Passage:
★ ★ ★ ★ ★ ★ ★
Mother mourns Ten Tors victim Charlotte Shaw
- Published
An inquest has returned a narrative verdict after a Devon schoolgirl died while training for the Ten Tors trek on Dartmoor. The coroner has called for children in the challenge to be given more training before taking part.
The Ten Tors is designed to be a test of young people's stamina and determination.
Fourteen-year-old Charlotte Shaw was one of 10 friends from Edgehill College - now Kingsley School - in Devon, who were training for the annual event.
On 4 March 2007 she was helping a friend to cross the Walla Brook, a stream which had been swollen by torrential rain, when she fell.
Charlotte died the next day in hospital, with her mother Jennifer Wilkin-Shaw at her side.
Charlotte's death is believed to be the first fatality connected with the annual Ten Tors since it began in 1960.
★ ★ ★ ★ ★ ★ ★
Instructions:
1 – According to the Ten Tors article, what stream was Charlotte Shaw helping a friend to cross when she fell?
2 – Carry the Ten Tors article forward from its last sentence.
The records that come next are from a separate source and are not part of the Ten Tors article.

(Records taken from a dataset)
★ ★ ★ ★ ★ ★ ★
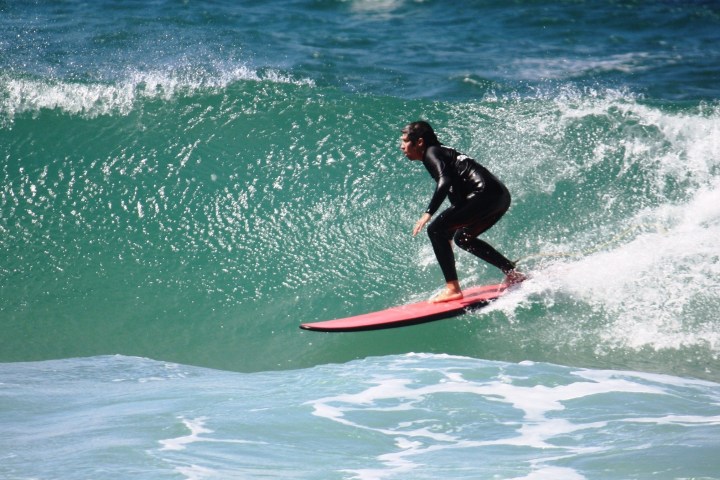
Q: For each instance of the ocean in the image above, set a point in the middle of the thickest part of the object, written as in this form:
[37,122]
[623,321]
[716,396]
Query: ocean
[184,183]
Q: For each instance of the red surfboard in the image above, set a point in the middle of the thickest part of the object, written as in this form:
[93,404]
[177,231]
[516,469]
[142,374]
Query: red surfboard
[412,314]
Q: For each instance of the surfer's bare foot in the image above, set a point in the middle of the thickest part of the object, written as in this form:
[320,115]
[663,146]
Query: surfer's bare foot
[513,277]
[451,292]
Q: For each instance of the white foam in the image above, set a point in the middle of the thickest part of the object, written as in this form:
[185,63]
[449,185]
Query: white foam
[533,427]
[23,95]
[196,427]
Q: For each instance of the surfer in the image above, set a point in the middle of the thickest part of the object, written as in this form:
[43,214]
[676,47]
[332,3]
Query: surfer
[477,201]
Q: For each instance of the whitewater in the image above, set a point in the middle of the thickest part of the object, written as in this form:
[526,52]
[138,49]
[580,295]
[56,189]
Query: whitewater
[184,184]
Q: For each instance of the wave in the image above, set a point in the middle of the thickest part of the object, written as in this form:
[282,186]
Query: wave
[218,219]
[25,94]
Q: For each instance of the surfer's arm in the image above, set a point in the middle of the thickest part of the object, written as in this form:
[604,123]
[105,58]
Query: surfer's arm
[437,169]
[421,223]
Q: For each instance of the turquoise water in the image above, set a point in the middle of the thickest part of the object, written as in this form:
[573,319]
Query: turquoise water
[184,183]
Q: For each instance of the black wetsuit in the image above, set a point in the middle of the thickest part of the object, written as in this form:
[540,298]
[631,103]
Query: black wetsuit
[478,200]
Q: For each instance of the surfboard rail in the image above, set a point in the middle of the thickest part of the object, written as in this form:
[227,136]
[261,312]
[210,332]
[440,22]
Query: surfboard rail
[411,314]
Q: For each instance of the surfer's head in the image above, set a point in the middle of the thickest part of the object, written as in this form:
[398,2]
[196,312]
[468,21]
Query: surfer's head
[416,138]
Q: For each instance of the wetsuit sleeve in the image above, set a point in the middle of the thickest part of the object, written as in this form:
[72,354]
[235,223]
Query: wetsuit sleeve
[438,170]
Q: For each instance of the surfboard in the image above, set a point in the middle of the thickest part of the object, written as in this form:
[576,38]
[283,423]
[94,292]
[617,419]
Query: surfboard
[412,314]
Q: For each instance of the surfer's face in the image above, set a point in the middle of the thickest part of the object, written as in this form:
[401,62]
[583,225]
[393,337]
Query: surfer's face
[412,150]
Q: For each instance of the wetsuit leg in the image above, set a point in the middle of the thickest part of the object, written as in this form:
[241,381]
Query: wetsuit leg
[464,223]
[441,232]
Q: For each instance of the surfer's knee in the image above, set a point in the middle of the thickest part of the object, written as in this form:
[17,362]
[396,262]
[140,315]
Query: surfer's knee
[463,240]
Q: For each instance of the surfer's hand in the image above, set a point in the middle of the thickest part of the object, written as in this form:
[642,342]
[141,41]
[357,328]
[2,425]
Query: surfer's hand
[421,223]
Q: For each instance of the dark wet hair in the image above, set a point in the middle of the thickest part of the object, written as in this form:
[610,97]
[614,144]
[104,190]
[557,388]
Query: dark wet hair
[421,129]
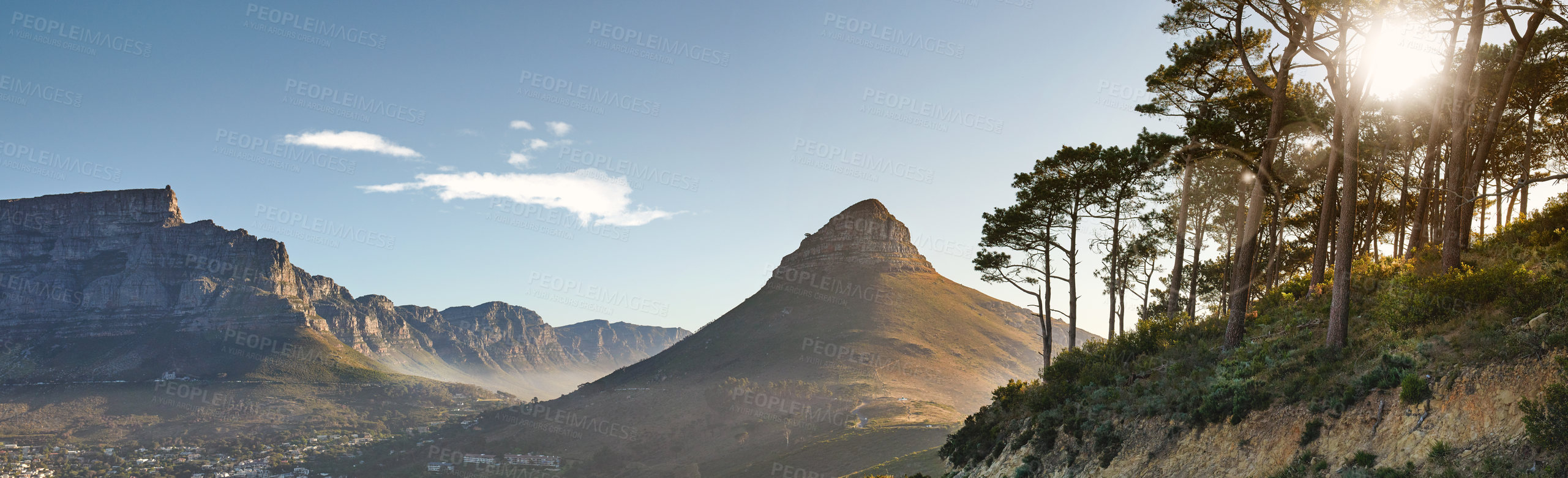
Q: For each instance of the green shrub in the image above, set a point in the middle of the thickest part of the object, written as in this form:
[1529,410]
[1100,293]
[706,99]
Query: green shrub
[1440,452]
[1413,389]
[1547,420]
★ ★ ★ ★ ★ ★ ★
Answers to this exercise:
1 – The Walla Brook.

2 –
Mrs Wilkin-Shaw, 46, told BBC News that an inquest, which began almost a year ago, had been a constant reminder of her "compassionate, beautiful daughter".
She said: "I feel the shower of arrows constantly at me, like Saint Sebastian.
"It's as if Charlotte has fallen again, Charlotte is in a swollen river again, that she is drowning again.
"I have heard it once, I've heard it many times and wonder when I'm going to get the hang of the fact that Charlotte Shaw isn't here any more.
"That beautiful girl. When am I going to get the hang of it?"
Charlotte was Mrs Wilkin-Shaw's only daughter. Her husband died in 2000.
She said: "I'm broken, but within that there is a sort of linking, if you like, between me and other women around the world that have lost people.
"Somehow when this is over it would be very useful if I can put this to some use.
"To perhaps be an inspiration to those women who do not have what I have in terms of western justice, my legal team, my home, Charlotte's two cats, Crumble and Custard, and my great friends."
She remembers the police's knock on the door of her home in the village of Frithelstock, near the north Devon town of Torrington.
'Legs gave way'
She had been doing some ironing and cooking a stew - Charlotte's favourite - in preparation for her return from the training exercise.
"I saw a male and female police officer and I knew immediately something had happened."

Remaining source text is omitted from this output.